PROBLEM TO WORK ON => Return, in full, each line of the records below that contains the word "horizon". Treat case as significant.

## Start INFORMATION GIVEN

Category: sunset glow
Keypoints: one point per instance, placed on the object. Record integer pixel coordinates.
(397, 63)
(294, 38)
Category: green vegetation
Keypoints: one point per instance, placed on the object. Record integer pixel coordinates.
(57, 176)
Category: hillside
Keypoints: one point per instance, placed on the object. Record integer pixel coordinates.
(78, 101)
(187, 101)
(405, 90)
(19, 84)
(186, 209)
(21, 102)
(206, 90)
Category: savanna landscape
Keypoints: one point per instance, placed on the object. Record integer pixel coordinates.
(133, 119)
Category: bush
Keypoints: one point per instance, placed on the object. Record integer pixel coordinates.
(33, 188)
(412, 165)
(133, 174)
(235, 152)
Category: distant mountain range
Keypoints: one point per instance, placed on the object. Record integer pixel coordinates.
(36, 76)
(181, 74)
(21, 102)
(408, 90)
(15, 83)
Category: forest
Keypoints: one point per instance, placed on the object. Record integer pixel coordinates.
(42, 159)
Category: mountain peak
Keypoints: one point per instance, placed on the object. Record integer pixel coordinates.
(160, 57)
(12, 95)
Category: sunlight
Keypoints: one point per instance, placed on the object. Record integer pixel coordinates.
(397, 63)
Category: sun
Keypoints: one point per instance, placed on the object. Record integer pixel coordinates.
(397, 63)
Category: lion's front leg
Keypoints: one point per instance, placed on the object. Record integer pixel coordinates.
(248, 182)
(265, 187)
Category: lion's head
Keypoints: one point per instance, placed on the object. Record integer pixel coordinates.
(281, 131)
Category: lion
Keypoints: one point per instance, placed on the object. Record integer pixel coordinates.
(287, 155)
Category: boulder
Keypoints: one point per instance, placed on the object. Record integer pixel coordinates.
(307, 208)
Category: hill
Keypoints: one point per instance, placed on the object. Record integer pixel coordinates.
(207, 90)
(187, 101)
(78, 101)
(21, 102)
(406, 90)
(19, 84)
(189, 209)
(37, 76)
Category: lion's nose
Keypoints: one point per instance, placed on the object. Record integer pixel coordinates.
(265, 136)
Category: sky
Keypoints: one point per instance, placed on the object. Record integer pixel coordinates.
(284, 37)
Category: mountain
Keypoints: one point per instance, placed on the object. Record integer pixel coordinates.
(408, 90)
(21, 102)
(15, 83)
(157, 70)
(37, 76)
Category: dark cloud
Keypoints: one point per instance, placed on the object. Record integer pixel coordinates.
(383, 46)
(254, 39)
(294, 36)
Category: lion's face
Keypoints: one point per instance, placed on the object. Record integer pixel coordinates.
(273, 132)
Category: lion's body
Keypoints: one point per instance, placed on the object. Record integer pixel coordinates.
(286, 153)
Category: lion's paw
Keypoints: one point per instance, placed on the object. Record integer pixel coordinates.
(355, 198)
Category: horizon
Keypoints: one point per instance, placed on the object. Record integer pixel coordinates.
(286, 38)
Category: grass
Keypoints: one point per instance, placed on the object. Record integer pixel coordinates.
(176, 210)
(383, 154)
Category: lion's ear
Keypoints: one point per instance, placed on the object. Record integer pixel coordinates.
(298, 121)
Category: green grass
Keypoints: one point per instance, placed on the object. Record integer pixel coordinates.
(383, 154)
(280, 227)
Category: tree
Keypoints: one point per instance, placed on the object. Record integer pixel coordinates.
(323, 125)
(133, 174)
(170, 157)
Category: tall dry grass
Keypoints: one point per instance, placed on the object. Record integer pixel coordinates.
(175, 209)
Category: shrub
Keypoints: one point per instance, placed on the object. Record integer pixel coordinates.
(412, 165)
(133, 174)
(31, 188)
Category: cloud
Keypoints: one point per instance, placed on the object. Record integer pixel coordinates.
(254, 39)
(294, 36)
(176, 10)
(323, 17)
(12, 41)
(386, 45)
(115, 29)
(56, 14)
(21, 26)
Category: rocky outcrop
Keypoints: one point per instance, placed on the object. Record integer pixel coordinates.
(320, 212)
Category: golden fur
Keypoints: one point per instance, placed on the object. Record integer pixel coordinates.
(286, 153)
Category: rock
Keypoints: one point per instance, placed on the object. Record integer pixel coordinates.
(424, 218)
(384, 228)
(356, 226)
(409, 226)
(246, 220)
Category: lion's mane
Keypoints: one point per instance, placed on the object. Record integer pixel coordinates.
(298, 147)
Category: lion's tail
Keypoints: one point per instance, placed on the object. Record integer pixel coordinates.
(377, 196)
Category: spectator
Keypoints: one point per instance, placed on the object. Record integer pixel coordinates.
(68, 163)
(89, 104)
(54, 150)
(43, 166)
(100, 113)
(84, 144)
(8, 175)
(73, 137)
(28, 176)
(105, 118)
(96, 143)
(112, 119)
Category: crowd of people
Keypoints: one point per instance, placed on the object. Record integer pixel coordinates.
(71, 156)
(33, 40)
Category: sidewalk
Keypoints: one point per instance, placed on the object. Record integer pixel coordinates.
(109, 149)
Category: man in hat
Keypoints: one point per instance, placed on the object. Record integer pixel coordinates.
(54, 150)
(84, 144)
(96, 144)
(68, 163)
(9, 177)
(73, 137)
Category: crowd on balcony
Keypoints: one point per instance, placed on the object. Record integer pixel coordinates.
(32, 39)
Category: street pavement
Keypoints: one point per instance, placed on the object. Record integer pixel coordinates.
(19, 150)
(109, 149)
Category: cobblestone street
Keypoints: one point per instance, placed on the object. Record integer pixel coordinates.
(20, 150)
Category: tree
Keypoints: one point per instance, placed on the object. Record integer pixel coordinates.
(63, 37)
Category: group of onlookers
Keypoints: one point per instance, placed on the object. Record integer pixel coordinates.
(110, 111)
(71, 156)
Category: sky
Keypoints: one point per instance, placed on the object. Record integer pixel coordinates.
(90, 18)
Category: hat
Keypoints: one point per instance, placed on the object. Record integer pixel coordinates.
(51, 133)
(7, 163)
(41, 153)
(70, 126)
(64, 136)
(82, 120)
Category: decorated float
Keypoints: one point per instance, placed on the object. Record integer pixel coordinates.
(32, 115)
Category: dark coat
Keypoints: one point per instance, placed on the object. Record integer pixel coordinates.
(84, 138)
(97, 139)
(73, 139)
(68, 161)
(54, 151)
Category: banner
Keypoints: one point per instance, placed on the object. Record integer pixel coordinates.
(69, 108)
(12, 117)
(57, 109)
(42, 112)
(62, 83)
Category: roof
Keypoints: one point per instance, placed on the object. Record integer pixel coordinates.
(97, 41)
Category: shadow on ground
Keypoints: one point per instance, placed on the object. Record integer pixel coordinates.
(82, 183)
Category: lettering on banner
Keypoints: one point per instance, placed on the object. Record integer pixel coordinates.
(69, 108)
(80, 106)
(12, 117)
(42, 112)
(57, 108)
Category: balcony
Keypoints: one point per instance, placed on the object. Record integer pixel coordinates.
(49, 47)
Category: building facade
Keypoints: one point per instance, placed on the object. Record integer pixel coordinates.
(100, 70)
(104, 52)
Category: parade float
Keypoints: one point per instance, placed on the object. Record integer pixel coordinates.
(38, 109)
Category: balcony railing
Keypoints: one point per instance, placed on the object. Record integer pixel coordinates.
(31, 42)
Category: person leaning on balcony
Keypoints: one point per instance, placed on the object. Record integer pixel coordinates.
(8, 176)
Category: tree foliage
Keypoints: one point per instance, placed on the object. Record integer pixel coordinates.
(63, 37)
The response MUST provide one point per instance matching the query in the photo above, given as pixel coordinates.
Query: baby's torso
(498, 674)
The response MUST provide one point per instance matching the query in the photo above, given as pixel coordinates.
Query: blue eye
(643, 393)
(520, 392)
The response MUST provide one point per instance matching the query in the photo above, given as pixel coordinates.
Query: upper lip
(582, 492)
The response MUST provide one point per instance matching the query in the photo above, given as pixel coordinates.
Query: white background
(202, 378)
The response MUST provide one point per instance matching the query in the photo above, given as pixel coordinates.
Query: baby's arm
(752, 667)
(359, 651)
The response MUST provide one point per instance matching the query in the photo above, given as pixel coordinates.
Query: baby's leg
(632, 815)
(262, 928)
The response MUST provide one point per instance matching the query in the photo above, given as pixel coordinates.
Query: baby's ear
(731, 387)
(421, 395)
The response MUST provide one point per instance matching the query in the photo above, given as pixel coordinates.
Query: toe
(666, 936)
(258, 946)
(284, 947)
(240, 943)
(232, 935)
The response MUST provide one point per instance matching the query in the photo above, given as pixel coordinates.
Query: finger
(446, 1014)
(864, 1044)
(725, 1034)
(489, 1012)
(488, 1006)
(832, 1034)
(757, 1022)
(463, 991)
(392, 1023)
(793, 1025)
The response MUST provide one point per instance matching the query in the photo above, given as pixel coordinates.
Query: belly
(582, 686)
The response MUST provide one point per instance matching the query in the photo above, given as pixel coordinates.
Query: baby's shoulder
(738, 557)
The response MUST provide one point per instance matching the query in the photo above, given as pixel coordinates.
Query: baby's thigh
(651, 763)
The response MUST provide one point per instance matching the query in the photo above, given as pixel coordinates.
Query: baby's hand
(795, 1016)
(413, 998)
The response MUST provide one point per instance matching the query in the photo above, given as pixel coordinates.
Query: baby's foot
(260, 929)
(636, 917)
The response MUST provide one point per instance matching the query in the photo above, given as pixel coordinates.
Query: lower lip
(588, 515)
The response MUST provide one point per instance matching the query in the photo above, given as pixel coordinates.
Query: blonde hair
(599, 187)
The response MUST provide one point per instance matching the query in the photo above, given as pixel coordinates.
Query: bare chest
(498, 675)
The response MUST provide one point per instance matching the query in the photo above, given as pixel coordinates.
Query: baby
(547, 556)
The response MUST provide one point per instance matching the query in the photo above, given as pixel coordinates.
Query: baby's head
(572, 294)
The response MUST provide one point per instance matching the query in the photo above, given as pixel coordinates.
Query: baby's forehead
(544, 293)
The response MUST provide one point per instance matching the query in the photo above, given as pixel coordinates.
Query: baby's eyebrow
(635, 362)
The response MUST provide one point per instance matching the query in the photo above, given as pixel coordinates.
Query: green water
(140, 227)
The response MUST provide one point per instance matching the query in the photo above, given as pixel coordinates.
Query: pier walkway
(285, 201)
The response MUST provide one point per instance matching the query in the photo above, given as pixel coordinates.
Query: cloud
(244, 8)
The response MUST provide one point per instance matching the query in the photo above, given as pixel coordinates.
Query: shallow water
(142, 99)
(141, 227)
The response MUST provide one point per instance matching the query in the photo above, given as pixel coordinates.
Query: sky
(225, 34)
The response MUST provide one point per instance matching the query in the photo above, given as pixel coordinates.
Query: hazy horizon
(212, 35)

## End INFORMATION GIVEN

RESULT FOR THIS TASK =>
Category: horizon
Query: hazy horizon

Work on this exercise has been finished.